===== EXCERPTED DATA

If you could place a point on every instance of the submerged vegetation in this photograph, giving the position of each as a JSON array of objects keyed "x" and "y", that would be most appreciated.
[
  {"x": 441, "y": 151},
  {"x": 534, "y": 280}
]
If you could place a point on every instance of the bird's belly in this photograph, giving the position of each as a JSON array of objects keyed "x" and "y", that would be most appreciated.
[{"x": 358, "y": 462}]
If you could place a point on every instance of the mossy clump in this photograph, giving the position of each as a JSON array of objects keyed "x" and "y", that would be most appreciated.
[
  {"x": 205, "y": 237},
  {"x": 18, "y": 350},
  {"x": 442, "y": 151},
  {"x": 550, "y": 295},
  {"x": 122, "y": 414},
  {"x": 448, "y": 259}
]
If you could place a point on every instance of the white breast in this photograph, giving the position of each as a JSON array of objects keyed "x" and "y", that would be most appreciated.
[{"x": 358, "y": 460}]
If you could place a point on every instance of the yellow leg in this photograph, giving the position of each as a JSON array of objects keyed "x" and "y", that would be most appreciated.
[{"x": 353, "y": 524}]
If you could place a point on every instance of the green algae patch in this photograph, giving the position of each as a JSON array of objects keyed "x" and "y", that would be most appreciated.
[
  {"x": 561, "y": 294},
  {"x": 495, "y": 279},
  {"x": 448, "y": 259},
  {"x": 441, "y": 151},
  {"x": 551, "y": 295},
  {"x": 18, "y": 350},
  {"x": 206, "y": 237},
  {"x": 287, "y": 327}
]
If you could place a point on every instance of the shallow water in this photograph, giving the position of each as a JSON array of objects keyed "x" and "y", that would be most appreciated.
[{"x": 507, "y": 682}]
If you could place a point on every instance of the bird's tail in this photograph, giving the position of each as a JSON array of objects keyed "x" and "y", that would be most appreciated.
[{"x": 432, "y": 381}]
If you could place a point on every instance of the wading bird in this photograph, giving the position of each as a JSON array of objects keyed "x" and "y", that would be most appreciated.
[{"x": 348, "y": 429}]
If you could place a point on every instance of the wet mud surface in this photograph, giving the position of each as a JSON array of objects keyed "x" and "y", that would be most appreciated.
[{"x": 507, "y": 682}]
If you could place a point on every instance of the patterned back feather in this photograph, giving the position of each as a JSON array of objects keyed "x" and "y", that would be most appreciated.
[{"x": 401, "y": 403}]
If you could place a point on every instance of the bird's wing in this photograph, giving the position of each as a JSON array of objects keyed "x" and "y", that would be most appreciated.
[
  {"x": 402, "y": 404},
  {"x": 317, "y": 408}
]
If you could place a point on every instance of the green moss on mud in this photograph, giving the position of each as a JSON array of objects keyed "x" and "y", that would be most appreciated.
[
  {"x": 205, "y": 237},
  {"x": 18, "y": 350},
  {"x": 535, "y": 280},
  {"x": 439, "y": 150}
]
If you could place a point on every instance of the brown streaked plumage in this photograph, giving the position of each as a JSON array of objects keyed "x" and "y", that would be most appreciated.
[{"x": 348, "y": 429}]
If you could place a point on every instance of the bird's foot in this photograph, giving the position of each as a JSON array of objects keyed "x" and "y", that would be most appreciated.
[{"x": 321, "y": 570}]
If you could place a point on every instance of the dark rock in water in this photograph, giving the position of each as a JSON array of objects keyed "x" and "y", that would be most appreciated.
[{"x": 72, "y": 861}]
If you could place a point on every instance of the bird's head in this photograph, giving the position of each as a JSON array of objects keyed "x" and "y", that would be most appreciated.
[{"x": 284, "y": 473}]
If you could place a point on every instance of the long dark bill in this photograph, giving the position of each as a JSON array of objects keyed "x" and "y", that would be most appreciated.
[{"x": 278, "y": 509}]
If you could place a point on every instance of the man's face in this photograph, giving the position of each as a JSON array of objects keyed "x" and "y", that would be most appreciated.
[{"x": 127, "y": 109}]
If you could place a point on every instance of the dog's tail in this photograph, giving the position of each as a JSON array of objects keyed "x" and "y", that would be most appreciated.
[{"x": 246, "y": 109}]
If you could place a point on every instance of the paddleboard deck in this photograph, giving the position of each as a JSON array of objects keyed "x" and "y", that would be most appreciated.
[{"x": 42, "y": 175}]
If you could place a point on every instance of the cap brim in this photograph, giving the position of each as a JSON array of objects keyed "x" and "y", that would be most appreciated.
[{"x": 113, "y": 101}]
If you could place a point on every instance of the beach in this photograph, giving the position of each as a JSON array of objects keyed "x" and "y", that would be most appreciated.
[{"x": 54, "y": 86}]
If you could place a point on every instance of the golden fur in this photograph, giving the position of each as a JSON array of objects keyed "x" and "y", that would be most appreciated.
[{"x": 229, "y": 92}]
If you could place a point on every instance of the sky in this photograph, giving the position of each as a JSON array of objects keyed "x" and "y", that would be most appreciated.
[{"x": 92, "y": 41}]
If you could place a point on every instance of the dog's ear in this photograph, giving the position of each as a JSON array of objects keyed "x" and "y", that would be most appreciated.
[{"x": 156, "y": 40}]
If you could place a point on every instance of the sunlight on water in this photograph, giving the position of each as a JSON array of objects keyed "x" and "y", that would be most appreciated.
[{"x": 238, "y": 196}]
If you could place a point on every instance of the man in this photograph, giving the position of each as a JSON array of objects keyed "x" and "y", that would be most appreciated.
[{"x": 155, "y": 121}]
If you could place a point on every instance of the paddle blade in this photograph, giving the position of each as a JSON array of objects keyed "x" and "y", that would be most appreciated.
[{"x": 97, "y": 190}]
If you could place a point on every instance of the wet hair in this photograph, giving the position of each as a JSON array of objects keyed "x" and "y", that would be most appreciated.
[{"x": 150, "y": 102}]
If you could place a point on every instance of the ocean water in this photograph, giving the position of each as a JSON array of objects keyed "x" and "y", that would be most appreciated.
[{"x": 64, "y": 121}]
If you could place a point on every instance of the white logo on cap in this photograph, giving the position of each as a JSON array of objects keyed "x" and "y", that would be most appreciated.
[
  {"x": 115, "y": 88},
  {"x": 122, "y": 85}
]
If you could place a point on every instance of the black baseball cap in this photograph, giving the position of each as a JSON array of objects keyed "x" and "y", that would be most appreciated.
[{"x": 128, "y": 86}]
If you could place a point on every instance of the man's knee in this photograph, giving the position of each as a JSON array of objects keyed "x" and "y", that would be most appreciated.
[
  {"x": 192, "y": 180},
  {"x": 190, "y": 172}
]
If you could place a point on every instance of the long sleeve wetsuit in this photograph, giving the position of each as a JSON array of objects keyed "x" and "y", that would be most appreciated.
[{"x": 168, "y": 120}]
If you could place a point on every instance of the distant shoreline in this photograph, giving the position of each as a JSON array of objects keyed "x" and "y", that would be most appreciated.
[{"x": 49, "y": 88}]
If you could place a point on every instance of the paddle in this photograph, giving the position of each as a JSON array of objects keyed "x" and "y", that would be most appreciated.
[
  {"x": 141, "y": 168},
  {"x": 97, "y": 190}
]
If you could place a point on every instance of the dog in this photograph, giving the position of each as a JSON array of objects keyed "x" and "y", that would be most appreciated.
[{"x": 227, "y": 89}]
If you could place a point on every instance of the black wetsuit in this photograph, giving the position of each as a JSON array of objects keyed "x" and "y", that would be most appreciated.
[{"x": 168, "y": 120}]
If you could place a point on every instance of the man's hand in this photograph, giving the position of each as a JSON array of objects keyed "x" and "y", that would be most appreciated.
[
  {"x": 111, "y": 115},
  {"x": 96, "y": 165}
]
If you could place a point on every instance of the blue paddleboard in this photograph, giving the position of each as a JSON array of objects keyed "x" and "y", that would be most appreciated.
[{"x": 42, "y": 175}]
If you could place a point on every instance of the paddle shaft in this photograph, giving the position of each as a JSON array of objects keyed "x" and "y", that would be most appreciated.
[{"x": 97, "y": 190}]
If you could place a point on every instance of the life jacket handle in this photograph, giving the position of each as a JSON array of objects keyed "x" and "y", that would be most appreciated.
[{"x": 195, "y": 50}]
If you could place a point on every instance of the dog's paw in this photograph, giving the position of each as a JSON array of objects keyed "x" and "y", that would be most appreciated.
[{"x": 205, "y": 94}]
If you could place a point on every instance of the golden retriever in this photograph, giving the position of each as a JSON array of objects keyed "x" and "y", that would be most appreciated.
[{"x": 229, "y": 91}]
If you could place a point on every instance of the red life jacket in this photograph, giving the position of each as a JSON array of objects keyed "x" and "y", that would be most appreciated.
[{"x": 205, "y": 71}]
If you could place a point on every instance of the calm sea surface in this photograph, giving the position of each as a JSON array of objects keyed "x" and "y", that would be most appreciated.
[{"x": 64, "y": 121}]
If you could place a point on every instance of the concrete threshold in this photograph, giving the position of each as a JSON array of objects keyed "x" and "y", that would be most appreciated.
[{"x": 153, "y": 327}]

==========

## STATED GOAL
Starting from the line with "the golden retriever" and ending with the final line of the data, quote every line exactly, both ends included.

## EXPECTED ANSWER
If you could place a point on every instance of the golden retriever in this photograph, giving the position of each as a JSON array of objects keyed "x" and "y", that would be most appreciated.
[{"x": 229, "y": 91}]
If you could place a point on every instance of the red life jacket in this photograph, giving the position of each as a JSON array of objects keyed "x" and "y", that would be most appreciated.
[{"x": 205, "y": 71}]
If you could place a point on every instance of the calm sea surface in this photograph, giving the position of each as a JSON array of objects keyed "x" and "y", that would be most appreciated.
[{"x": 64, "y": 121}]
If you could place a point on every instance of the concrete threshold in this photograph, giving the position of each as a JSON array of objects keyed "x" and "y", that would be most appreciated.
[{"x": 153, "y": 327}]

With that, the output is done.